* Problem to solve
Below are records; output exactly the lines from the one with "woman's face, find" through their final line.

Saved entries
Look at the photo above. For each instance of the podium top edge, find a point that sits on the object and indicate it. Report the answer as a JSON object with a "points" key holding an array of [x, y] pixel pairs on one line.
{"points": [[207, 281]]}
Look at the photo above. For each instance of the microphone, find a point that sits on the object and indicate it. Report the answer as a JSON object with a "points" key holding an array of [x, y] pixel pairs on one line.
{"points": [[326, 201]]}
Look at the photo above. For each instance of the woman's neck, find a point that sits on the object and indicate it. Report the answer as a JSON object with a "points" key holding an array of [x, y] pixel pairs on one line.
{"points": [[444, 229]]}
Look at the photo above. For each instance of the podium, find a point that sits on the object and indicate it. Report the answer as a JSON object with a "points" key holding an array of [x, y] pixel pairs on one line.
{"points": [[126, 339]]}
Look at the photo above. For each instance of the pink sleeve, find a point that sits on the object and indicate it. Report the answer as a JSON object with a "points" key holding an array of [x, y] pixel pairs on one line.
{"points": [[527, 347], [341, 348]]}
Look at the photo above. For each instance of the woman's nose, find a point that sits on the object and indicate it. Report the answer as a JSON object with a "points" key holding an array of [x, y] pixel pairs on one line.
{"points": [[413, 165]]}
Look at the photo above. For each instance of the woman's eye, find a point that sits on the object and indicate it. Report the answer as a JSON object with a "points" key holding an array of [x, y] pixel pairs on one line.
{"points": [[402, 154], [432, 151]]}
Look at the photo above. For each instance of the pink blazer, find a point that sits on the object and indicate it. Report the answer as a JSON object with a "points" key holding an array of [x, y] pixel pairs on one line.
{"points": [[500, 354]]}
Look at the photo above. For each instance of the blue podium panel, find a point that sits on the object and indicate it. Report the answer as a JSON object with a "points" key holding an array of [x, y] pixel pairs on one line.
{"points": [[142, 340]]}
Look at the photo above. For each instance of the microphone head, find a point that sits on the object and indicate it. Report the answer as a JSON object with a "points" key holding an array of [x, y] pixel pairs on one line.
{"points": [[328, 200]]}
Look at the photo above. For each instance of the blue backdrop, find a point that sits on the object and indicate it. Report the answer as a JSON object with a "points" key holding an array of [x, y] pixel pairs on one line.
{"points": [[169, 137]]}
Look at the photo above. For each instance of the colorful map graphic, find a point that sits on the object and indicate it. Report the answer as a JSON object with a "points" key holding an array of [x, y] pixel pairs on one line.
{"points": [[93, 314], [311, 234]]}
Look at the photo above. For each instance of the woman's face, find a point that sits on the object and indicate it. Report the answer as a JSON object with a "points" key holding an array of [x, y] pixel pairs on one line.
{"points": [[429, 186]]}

* Result of the exercise
Look at the photo above. For each instance of the woman's face, find a point that sits on the object and indicate it. Report the answer as a JSON object with a "points" key holding an array of [x, y] pixel pairs on one line.
{"points": [[429, 186]]}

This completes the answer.